● **EXERCISES TO COMPLETE**:
• a. Translate this sentence from the ERα study text into Spanish: "Data from histological assessments of metastatic burden in the lung, liver, and bone were consistent with the ex vivo imaging results."
• b. Pick up the ERα study text where it stops and carry it on.

● **QUOTED PASSAGE**:
=-=-=-=-=

Effect of combination therapies on tumor metastasis in the Y537S ERα mutant model. Ex vivo radiance of luciferase activity was measured in excised a long bones (n = 10–12 legs), b brains (n = 5–6 mice), c lungs (n = 5–6 mice), and d livers (n = 5–6 mice). Error bars represent standard error of the mean. F, fulvestrant; L5 and L10, lasofoxifene at 5 and 10 mg/kg; P35 and P70, palbociclib at 35 and 70 mg/kg; V, vehicle. *p < 0.05, **p < 0.01, ***p < 0.001, ****p < 0.0001 by one-way ANOVA
Data from histological assessments of metastatic burden in the lung, liver, and bone were consistent with the ex vivo imaging results. LAS was substantially more effective than FUL in preventing metastasis to the lung and liver, regardless of the presence of PAL (Fig. 5). Compared with single agents alone, FUL plus 35 mg/kg PAL reduced metastatic coverage in both the liver and the lung (Fig. 5b, d), 10/70 mg/kg LAS/PAL did in the lung (Fig. 5b), and 10/35 mg/kg LAS/PAL did in the liver (Fig. 5d). H&E and IHC staining of bone marrow showed that 5 mg/kg LAS completely blocked tumor metastases to the bone, in contrast to vehicle control (Supplementary Figure S3). Both bone metastases and necrosis were observed in vehicle- and FUL-treated mice, but not in other treatment groups (Supplementary Table S2).
Histological analysis of lungs and livers in the Y537S ERα mutant model. a Representative IHC staining of lungs with anti-luciferase antibody showing lung metastases (brown). b Quantitation of the IHC staining showing metastasis as percent of total lung area (n = 5–6 mice). c Representative H&E staining of livers. d Quantitation of the H&E staining showing the area of tumor cells normalized to the total liver area (n = 5–6 mice). Error bars represent standard error of the mean. F, fulvestrant; L5 and L10, lasofoxifene at 5 and 10 mg/kg; P35 and P70, palbociclib at 35 and 70 mg/kg; V, vehicle. *p < 0.05, **p < 0.01, ***p < 0.001, ****p < 0.0001 by one-way ANOVA
Binding affinity for ERα LBD
Binding affinity of LAS for WT ERα LBD (Ki = 0.21 ± 0.06 nM) was comparable to that of E2 (Kd = 0.22 ± 0.11 nM), but lower compared to 4-OHT (Ki = 0.12 ± 0.003 nM) and FUL (Ki = 0.13 ± 0.03 nM) (Table 1). ESR1 mutations reduced the affinities of LAS, 4-OHT, and FUL by approximately 10 to 40 folds relative to that for WT. The Ki of LAS, 4-OHT, and FUL was 2.34 ± 0.60 nM, 2.64 ± 0.40 nM, and 3.68 ± 0.77 nM, respectively, for Y537S binding, and 2.19 ± 0.24 nM, 2.29 ± 0.80 nM, and 5.06 ± 1.16 nM, respectively, for D538G binding (Table 1).

=-=-=-=-=

● **PROVIDED MATERIAL**:
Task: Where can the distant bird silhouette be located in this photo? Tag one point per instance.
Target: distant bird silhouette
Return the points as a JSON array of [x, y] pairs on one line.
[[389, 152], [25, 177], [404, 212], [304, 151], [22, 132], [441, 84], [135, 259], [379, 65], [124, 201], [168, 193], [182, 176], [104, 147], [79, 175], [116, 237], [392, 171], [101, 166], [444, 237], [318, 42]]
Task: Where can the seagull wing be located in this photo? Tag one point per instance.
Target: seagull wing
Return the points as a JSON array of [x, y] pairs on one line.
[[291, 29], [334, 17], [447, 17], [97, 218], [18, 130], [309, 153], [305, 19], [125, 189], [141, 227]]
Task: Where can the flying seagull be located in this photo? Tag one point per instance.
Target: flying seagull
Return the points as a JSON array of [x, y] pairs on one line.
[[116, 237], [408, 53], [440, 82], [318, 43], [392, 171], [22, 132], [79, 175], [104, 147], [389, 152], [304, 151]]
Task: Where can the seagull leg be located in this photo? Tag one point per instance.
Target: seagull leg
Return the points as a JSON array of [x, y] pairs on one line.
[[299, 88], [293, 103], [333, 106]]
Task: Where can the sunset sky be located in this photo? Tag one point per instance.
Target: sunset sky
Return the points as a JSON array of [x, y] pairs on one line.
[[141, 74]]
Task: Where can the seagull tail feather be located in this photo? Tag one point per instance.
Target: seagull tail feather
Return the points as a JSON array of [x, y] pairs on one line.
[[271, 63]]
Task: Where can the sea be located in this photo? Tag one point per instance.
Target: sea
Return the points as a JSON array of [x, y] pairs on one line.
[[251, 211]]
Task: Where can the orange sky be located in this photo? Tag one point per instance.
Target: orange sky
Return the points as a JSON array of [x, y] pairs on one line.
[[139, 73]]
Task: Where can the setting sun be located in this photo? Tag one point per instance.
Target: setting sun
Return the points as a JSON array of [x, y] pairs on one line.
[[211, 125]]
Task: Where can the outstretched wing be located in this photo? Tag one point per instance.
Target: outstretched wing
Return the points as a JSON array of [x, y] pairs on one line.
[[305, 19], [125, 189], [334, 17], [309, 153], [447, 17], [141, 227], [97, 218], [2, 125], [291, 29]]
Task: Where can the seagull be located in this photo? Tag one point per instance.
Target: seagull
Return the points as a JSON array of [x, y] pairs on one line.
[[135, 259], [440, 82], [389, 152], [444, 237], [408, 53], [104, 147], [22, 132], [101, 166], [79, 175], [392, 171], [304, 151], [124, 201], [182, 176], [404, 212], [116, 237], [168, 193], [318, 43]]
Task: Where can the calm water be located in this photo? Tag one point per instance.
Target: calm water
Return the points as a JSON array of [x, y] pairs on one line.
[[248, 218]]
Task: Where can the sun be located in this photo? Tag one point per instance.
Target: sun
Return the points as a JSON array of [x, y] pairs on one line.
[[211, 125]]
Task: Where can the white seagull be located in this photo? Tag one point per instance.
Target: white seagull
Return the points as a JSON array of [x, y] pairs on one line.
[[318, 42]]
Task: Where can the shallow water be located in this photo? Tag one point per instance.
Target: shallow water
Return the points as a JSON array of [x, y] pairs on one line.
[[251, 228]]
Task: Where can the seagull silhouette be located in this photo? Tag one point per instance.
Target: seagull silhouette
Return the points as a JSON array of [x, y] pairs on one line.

=-=-=-=-=

● **ANSWERS GIVEN**:
• a. Los datos de las evaluaciones histológicas de la carga metastásica en el pulmón, el hígado y el hueso fueron coherentes con los resultados de las imágenes ex vivo.

• b.
Antagonist conformation of ERα LBD
X-ray crystallography showed that LAS stabilized an antagonist conformation of both WT and Y537S ERα LBD, although the loop connecting H11 to H12 was absent in the Y537S structure (Fig. 6). Superposition of the crystal structures at alpha carbons shows that H12 is less helical and sits slightly away from AF2-cleft in the Y537S compared with to the WT. In the Y537S structure, LAS itself adopts a vector that places its pyrrolidine moiety closer to H12, likely to take the space that was occupied by the H11/12 loop in the WT structure. Only A chains were inspected as B chains show significant crystal contacts near H12.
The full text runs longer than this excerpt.